YOUR OBJECTIVE » In the film review below, what does Kaye's character find on the very spot where the statue of Pan is buried?

TEXT TO READ »
Managed to watch three more movies for the poll. Merry Andrew, the Danny Kaye film, has some promise, in tone it starts off like it's going to be another Wonderful, Wonderful Copenhagen world (Hans Christian Anderson) with Kaye and kids, but it then goes into some more adult-ish, themes and goes back and forth between childish and adult attitudes to some extent. It doesn't quite work and choreographer Michael Kidd's only shot at directing likewise shows some imbalance with sets being too overly determined at the start and interesting set ups being undermined by reversion to Joshua Logan like conventional wide screen blandness. Still, the good parts are sometimes fun and a little suggestive, particularly regarding class, and there are some interesting choices made, for one example, Kaye plays his role as the son of a British school master without reference to any sort of accent while his two brothers in the film are veddy much Brits. His father in the movie starts off like an even more heightened version of upper class British sensibility and carries an accent, but in a late heart to heart talk with Kaye's character over him being the favorite son, completely drops the accent and attitude for something much more US. It's striking, odd, and doesn't quite pay off in any clear way, but still affecting.

The plot deals with the Roman God Pan, who the Kaye character has an abiding fascination with and believes he knows the location of a legendary statue of the god. Kaye's conflict starts with him being an excellent school teacher destined to take over the role of headmaster from his father and marry another teacher in the school, but his dream is to be an archaeologist and find the statue, or so it seems until he actually goes to look for it to prove his worth and instead finds a circus on the very spot the statue is buried and becomes more interested in marrying an aerialist and becoming a clown. Which would be a pretty weird direction for the story if it wasn't a Danny Kaye film. There are some nice understated gags, like Kaye dressing up in a pith helmet and cliched archaeologist wear to visit the site for his dig, which turns out to be just down the road in England and a fun little exchange between Kaye's character and an Oxford school chum who owns the land over getting permission to dig and allow the circus to remain for a week that draws on class identity and duplicity of values. It doesn't really add up to much, but it's not bad and shows Kaye's varied talents off well enough.

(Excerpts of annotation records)
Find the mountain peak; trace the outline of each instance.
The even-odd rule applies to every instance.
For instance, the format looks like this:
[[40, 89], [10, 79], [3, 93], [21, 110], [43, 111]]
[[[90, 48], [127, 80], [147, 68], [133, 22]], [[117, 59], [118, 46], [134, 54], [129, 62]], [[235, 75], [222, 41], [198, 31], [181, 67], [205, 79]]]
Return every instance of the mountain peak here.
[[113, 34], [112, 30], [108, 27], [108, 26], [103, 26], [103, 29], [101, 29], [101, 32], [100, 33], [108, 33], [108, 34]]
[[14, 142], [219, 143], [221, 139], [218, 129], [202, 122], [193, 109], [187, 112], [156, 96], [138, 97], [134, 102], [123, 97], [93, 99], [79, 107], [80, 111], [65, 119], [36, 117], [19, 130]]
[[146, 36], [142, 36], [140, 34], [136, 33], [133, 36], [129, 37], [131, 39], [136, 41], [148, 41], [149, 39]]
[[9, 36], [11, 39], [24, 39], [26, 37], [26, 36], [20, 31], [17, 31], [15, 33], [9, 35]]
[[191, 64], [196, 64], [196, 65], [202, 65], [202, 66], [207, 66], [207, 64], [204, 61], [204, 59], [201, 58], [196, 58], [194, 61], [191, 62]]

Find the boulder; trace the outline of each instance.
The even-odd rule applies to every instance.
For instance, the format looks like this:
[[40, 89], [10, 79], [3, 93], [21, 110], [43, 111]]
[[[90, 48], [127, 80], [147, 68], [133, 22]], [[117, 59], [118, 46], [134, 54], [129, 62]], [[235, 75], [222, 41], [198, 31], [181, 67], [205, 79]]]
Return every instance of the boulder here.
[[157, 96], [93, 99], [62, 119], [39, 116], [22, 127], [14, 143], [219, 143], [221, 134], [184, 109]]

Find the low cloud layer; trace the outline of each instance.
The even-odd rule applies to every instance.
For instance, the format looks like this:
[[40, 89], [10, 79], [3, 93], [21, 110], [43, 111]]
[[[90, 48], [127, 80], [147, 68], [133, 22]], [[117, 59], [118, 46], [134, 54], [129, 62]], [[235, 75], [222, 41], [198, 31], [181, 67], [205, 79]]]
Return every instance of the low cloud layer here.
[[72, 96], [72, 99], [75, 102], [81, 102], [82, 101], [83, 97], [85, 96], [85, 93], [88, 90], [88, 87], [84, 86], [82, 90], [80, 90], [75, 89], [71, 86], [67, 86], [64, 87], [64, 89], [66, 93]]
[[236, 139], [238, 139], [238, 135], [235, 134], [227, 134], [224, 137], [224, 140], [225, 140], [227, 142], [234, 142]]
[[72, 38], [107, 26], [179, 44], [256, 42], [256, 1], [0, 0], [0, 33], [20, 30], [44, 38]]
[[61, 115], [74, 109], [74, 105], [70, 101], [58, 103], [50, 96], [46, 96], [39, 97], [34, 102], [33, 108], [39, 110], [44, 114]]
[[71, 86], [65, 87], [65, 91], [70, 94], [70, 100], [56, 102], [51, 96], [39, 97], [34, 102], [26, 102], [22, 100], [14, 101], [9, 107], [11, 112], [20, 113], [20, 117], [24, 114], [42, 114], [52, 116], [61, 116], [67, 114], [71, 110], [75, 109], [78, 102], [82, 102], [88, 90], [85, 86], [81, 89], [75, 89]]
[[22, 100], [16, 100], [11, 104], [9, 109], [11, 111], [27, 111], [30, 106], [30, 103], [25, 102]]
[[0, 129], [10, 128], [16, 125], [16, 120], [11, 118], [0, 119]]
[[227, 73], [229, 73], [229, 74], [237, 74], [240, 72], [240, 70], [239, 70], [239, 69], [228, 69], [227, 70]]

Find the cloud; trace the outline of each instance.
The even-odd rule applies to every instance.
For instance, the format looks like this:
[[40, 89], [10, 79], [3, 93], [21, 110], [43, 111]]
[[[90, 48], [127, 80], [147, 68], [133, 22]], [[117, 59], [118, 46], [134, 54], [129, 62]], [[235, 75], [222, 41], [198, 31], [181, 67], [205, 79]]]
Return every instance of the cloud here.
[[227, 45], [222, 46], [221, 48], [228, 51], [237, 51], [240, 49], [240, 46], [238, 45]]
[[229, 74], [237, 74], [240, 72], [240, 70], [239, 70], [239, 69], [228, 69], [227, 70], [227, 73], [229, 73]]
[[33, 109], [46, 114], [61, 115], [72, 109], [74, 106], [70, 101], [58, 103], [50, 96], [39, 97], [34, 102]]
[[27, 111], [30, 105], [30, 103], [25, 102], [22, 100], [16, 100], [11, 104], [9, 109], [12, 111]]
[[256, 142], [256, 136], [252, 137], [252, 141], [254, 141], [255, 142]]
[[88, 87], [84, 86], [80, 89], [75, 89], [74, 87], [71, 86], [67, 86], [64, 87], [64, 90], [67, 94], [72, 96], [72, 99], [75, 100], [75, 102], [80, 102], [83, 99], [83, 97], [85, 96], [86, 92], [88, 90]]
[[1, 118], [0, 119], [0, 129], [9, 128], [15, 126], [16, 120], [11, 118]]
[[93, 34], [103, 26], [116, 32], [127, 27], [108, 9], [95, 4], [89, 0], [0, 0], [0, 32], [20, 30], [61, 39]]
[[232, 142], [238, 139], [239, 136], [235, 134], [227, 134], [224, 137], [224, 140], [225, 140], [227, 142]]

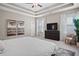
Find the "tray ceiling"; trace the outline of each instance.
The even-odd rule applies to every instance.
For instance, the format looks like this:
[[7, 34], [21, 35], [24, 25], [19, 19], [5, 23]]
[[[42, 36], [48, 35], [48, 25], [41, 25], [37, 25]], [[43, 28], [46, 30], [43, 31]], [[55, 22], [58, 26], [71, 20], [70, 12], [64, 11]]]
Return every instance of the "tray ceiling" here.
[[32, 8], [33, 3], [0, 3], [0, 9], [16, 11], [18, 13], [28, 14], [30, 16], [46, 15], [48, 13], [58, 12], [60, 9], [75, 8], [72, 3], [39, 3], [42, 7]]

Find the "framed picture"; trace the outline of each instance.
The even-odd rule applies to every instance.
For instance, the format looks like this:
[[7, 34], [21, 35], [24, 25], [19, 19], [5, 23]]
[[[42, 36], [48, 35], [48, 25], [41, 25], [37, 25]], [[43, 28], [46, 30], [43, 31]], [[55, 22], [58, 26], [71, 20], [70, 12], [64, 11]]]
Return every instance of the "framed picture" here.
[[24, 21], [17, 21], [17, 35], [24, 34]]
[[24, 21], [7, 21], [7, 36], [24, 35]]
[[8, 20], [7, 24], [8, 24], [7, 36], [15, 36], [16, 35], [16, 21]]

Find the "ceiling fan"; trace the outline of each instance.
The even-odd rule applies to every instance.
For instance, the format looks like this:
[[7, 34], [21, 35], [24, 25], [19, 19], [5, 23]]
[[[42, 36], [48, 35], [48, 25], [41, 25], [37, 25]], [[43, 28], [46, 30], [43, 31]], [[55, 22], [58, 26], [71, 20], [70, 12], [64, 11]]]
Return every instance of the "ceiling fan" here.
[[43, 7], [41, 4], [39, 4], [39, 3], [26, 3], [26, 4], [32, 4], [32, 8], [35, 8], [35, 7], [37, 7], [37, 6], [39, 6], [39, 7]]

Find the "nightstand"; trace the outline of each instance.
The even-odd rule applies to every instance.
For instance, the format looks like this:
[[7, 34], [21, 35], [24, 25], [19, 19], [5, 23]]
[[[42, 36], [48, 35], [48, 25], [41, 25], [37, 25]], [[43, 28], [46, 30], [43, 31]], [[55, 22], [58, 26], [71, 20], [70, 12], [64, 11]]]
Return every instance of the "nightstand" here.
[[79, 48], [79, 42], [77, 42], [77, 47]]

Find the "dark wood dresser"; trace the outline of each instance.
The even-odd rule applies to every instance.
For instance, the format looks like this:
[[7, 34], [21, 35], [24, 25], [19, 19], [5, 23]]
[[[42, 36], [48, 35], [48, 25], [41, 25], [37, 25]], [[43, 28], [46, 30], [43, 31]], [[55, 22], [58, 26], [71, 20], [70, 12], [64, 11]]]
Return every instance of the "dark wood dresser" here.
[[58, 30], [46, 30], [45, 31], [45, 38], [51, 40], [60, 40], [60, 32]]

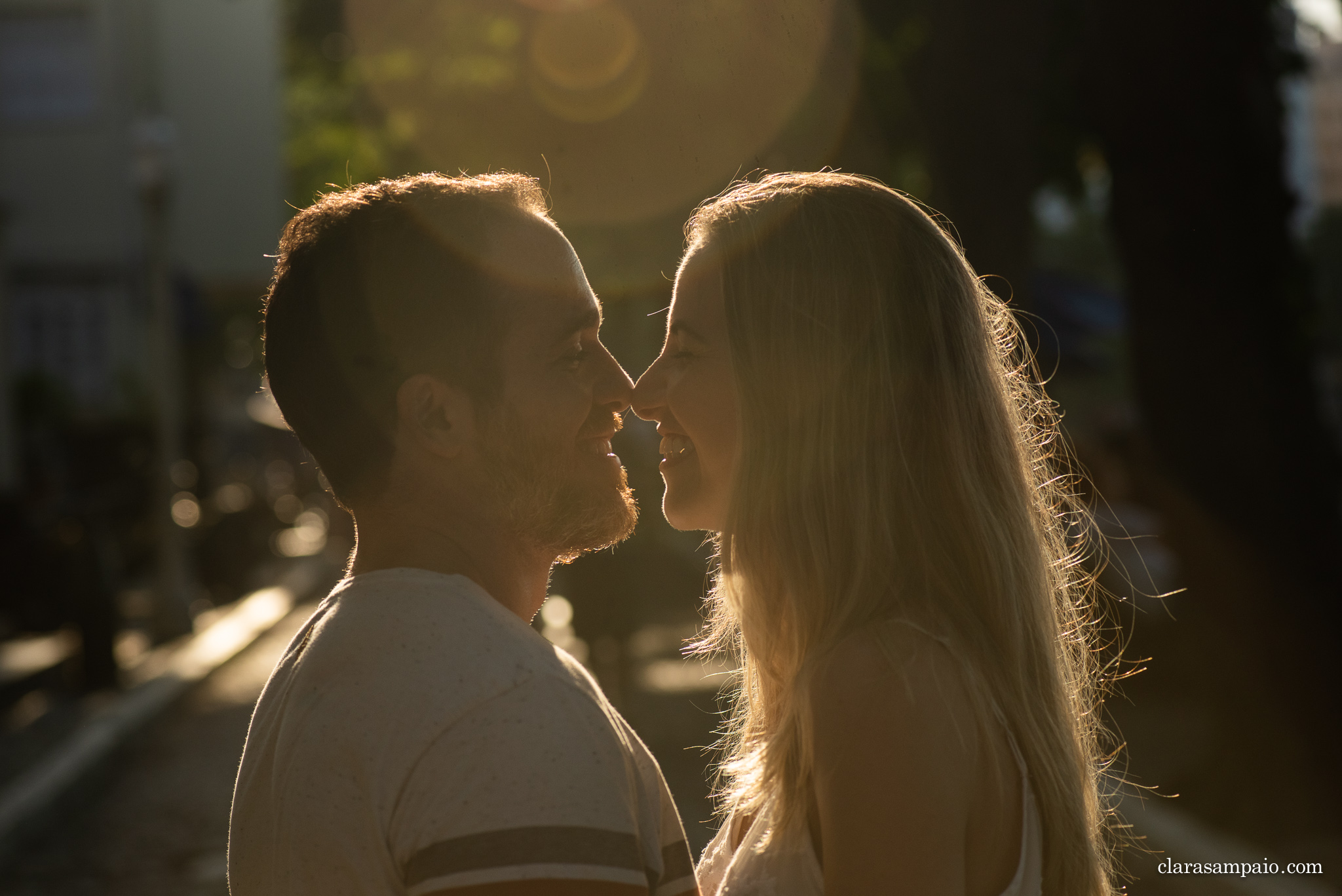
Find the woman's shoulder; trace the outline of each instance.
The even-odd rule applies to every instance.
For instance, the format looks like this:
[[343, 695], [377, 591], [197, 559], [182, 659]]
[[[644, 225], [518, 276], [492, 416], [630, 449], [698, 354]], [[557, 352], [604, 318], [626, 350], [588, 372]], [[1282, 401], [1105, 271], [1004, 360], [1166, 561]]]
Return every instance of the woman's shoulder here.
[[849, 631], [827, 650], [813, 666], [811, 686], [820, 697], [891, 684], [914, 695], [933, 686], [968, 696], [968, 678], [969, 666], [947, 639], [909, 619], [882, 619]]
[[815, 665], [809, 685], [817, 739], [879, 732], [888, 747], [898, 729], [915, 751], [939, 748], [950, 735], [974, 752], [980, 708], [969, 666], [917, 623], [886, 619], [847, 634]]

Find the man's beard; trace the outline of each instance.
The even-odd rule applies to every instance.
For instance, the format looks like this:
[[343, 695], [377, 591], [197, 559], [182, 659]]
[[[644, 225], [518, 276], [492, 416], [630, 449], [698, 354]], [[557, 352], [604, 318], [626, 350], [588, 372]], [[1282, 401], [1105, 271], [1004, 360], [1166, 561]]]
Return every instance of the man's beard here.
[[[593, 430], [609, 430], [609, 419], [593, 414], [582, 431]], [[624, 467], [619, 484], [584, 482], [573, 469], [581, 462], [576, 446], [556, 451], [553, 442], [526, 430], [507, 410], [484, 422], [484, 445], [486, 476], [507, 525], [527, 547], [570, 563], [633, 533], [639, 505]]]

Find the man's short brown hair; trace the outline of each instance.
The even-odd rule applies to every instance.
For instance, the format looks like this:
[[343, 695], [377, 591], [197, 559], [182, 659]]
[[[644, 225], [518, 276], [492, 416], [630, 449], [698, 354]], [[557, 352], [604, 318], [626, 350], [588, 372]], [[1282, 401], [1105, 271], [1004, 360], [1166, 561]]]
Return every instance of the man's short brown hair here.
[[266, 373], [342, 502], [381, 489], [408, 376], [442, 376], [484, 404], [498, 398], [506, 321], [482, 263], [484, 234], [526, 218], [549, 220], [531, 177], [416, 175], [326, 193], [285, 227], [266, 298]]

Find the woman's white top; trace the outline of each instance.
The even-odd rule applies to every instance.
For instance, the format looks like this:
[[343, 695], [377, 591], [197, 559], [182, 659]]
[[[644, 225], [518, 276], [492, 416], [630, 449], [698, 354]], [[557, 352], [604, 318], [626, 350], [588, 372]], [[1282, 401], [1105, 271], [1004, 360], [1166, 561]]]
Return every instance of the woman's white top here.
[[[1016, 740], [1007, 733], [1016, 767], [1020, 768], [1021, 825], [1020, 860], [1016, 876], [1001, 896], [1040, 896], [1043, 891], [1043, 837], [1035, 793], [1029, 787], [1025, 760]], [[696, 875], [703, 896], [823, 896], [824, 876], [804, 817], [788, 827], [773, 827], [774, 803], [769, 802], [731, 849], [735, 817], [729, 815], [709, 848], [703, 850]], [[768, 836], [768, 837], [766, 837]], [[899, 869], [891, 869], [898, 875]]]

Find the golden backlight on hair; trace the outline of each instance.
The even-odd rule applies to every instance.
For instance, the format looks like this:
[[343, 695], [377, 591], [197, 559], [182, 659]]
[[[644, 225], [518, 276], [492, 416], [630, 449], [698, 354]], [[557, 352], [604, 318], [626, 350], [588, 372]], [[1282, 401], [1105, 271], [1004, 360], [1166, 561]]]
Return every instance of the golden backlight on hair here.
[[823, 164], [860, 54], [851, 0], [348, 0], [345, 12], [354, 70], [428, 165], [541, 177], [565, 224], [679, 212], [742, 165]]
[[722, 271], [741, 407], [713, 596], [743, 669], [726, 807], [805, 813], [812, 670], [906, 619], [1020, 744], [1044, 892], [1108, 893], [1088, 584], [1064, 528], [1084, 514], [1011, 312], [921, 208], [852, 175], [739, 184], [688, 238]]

COMPLETED TASK » A circus.